§ WORK REQUIRED:
Rewrite the items below, changing every "grass lawn" to "green lawn" and keeping everything else the same.

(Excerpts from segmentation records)
--- begin ---

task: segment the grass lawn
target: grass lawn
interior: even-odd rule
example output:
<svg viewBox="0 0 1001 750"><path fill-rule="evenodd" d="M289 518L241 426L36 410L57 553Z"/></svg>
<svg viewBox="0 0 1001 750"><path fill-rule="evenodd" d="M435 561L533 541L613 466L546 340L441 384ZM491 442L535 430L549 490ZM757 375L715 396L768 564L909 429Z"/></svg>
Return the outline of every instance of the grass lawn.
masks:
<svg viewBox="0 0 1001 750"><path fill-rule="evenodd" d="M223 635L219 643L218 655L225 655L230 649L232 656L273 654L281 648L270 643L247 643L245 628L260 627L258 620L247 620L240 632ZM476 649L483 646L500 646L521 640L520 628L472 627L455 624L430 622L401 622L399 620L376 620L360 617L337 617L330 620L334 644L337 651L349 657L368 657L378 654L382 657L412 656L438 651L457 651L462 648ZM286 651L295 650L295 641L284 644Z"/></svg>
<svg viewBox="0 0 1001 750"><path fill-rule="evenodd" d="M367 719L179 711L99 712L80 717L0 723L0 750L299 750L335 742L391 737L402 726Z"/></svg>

--- end ---

§ FINISHED TASK:
task: segment the green lawn
target: green lawn
interior: even-odd rule
example output:
<svg viewBox="0 0 1001 750"><path fill-rule="evenodd" d="M289 518L241 426L36 410L57 553Z"/></svg>
<svg viewBox="0 0 1001 750"><path fill-rule="evenodd" d="M435 561L533 541L613 466L546 340L441 384ZM491 442L535 430L549 490ZM757 375L715 396L768 564L909 429Z"/></svg>
Return the outline of every instance of the green lawn.
masks:
<svg viewBox="0 0 1001 750"><path fill-rule="evenodd" d="M223 635L219 643L218 655L225 655L230 649L232 656L273 654L281 648L270 643L247 643L245 628L260 627L258 620L247 620L240 632ZM476 649L483 646L500 646L521 640L520 628L472 627L455 624L430 622L401 622L399 620L376 620L360 617L337 617L330 620L334 644L337 651L349 657L368 657L378 654L382 657L412 656L438 651L457 651L462 648ZM286 651L295 650L295 641L284 644Z"/></svg>
<svg viewBox="0 0 1001 750"><path fill-rule="evenodd" d="M367 719L179 711L99 712L80 717L0 723L0 750L299 750L335 742L391 737L402 726Z"/></svg>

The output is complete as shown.